• **Task instructions**
• 1. Does each statement agree with the wireless-security passage? (a) The UIC method relies on a digital fingerprint that is truly random and unique. (b) Exceptional points are where a system's uncertainty is at its minimum. (c) The UIC paper was published in Nature Communications. Answer yes or no for each, quoting the deciding words.
• 2. According to the wireless-security passage, why are exceptional points promising for cryptography?

• **Passage for review**
[Start of Attachment]
Quantum information plays an essential role in many technical applications of quantum physics today. Thus, the experiment results are relevant to various research areas - from solid-state physics to the quantum physical study of gravity.

Using quantum physics to secure wireless devices


New paper from UIC Engineering published in Nature Communications

Peer-Reviewed Publication

UNIVERSITY OF ILLINOIS CHICAGO

From access cards and key fobs to Bluetooth speakers, the security of communication between wireless devices is critical to maintaining privacy and preventing theft. Unfortunately, these tools are not foolproof and information on how to hack, clone and bypass these systems is becoming easier to find.

That’s why computer engineers at the University of Illinois Chicago have been investigating ways to create more secure devices. In a new paper, UIC scientists report a method inspired by quantum physics to improve wireless device identification and protect device-to-device communication. It uses a truly random and unique digital fingerprint to create a hardware encryption system that is virtually unbreakable.

The scientists, led by Pai-Yen Chen, used a theory from quantum physics in math-based experiments to identify a “divergent exceptional point.”

Quantum physics describes systems for which precise measurement is difficult or impossible; a quantum state describes a parameter space or range of possible measurements. Within these states, there exist exceptional points where the uncertainty of the system is at its maximum. These points are promising for cryptography — the more uncertain the system, the more secure.
[End of Attachment]
• **Source data**
[Start of Attachment]
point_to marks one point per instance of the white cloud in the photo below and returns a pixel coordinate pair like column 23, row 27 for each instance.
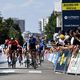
column 12, row 6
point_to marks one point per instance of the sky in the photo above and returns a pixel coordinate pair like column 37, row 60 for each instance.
column 29, row 10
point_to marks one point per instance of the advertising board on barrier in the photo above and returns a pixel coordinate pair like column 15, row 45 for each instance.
column 61, row 65
column 74, row 66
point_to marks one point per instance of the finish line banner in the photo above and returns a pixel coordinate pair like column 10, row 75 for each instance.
column 70, row 14
column 74, row 66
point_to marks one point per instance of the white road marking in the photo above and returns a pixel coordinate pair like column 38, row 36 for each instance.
column 35, row 71
column 8, row 71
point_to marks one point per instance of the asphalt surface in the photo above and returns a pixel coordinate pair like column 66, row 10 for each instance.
column 43, row 72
[End of Attachment]
• **Solutions to the exercise**
• 1.
(a) Yes: "It uses a truly random and unique digital fingerprint to create a hardware encryption system that is virtually unbreakable."
(b) No: "Within these states, there exist exceptional points where the uncertainty of the system is at its maximum."
(c) Yes: "New paper from UIC Engineering published in Nature Communications"

• 2. At exceptional points, the uncertainty of the system is at its maximum. A more uncertain system is more secure, so these points are promising for cryptography.